* [ページ抜粋]:
---*---

文化史学科を卒業した先輩に聞きました!「文化史学科の魅力」⑥

文化史学科研究室です。

文化史学科を卒業した先輩に「現在のお仕事」と、「卒業したからこそわかる!文化史学科の魅力」をインタビューしました。




市役所職員を選んだ理由

大学時代、教師に憧れ、幼稚園教諭・中学校高校教諭・司書教諭免許を取りました。新卒で勤めた公益財団法人・社会福祉法人では総合職として、学童・保育園事務、スポーツ指導等していました。仕事をするなかで社会福祉(障がい児・者、依存症、更生保護制度)ついて興味を持ち、保育士・社会福祉士の資格を取り専門職として働きたいと思うようになりました。現在は社会福祉に関わる仕事に就き、その人にとっての最善を考えながら働かせていただいております。大学時代と変わらず、他者を理解することに楽しさを感じながら就労出来ています。


働いていて、大学の学びが役に立った瞬間はありますか?

就労先で私は多面的に人を捉えています。(例えばその人の強み、支援者がいるか、年金受給できるか等)
大学で日本史、西洋史、思想史、教育、美術史等横断的に学んだことで、多面的に物事をみて、理解するという考え方が身に付きました。


今も印象に残っている授業はなんですか?

---*---

* [データセット]:
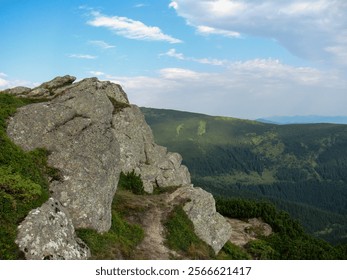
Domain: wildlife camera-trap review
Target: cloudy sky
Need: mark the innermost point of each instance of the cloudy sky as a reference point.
(239, 58)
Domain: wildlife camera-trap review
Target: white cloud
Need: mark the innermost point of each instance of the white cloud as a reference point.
(207, 30)
(249, 89)
(101, 44)
(140, 5)
(310, 29)
(97, 73)
(180, 56)
(3, 83)
(82, 56)
(173, 53)
(130, 28)
(8, 82)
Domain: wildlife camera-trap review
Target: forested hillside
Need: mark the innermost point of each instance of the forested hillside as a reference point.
(301, 168)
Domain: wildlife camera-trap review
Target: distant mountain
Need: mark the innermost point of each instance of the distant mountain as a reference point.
(304, 119)
(302, 168)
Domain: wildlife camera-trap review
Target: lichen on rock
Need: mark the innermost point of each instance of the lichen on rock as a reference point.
(47, 233)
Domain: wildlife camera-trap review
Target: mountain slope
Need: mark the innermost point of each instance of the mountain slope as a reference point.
(301, 168)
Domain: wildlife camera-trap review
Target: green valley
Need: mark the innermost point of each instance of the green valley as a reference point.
(302, 169)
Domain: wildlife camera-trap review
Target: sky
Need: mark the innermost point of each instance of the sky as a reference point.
(239, 58)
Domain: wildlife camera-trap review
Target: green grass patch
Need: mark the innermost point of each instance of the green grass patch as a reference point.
(23, 180)
(118, 243)
(132, 182)
(118, 106)
(232, 252)
(123, 237)
(181, 236)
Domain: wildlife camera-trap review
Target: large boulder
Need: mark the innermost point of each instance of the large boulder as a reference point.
(157, 166)
(209, 225)
(47, 233)
(76, 128)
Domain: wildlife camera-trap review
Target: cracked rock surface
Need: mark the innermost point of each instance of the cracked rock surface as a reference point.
(139, 152)
(47, 234)
(75, 128)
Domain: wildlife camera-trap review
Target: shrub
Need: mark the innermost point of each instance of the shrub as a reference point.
(131, 181)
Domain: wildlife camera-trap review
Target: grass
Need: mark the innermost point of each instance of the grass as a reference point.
(123, 237)
(23, 180)
(181, 236)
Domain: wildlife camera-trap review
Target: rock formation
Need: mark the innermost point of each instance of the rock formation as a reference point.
(209, 225)
(47, 233)
(75, 128)
(92, 133)
(157, 167)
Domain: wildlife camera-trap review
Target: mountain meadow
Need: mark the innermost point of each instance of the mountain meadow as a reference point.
(301, 169)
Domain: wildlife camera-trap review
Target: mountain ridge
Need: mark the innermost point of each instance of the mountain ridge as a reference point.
(296, 163)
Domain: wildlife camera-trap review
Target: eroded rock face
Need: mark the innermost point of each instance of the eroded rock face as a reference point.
(75, 127)
(209, 225)
(47, 233)
(158, 168)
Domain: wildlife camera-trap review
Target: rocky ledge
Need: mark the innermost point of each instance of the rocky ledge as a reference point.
(92, 133)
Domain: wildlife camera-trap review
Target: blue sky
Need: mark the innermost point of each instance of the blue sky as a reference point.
(240, 58)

---*---

* [課題の要件]:
文化史学科の卒業生インタビュー記事を、最後の問い「今も印象に残っている授業はなんですか?」の後から続けてください。 データの行は、インタビュー記事とは別の出典から集めたものである。

* [解答]:
政治学原論
ガンジー、ネルソン・マンデラ等について学び、非暴力、富の再分配、平和について考えました。講義を通して、社会的弱者の権利擁護について関心をもったことが現在の仕事に結び付いていると思います。
例えば、2004年国際ソーシャルワーカー連盟と国際ソーシャルワーク学校連盟によって採択された「ソーシャルワークにおける倫理―原理に関する声明」というものがあります。ここに挙げられた原理の2つのうちの1つである、社会正義には
①否定的な差別への挑戦(社会福祉士は能力、肌の色、性別等による否定的差別に挑戦する責任がある)
②多様性を認識すること(社会福祉士は民族的・文化的な多様性を認識し、尊重しなければならない 。違いを認めあう)。
③資源の公正な分配(社会福祉士は資源が公正に、個人・グループ等のニーズに従い分配されるように保証する)。
④不正な政策や実践に挑戦すること(社会福祉士は雇用者・一般市民等の関心を有害な状況に向かわせる責務がある)。
が挙げられてます。
政治学原論の講義で習ったことそのままが社会福祉士として実践する上でいきています。

社会学原論
ブルデューの文化資本を習ったことを覚えてます。文化資本には
①身体化されたもの(言葉遣い、マナー等)
②客体化されたもの(好みの音楽等)
③制度化されたもの(学歴等)
があります。例えばスポーツ界で成功するためには、親譲りの恵まれた身体・能力、練習環境等があったほうが成功しやすいかもしれません。文化資本の再生産の視点から、大学時代、格差を埋める何かがしたいと思っていました。


どんな時に文化史学科で学んだことを思い出しますか?

日々業務を行う時!
生活保護業務は家庭訪問、窓口業務、事務処理等があります。清泉で学んだことを思い出し、お客様対応は誠実に愛を持って行いたいと考えています。

息子と接する時!
育児の際、教育学の知識が役立ちます。息子のありのままを受け止め、読書、外遊びに付き合います。

ゼミの先生等から著書、お葉書をいただいた時!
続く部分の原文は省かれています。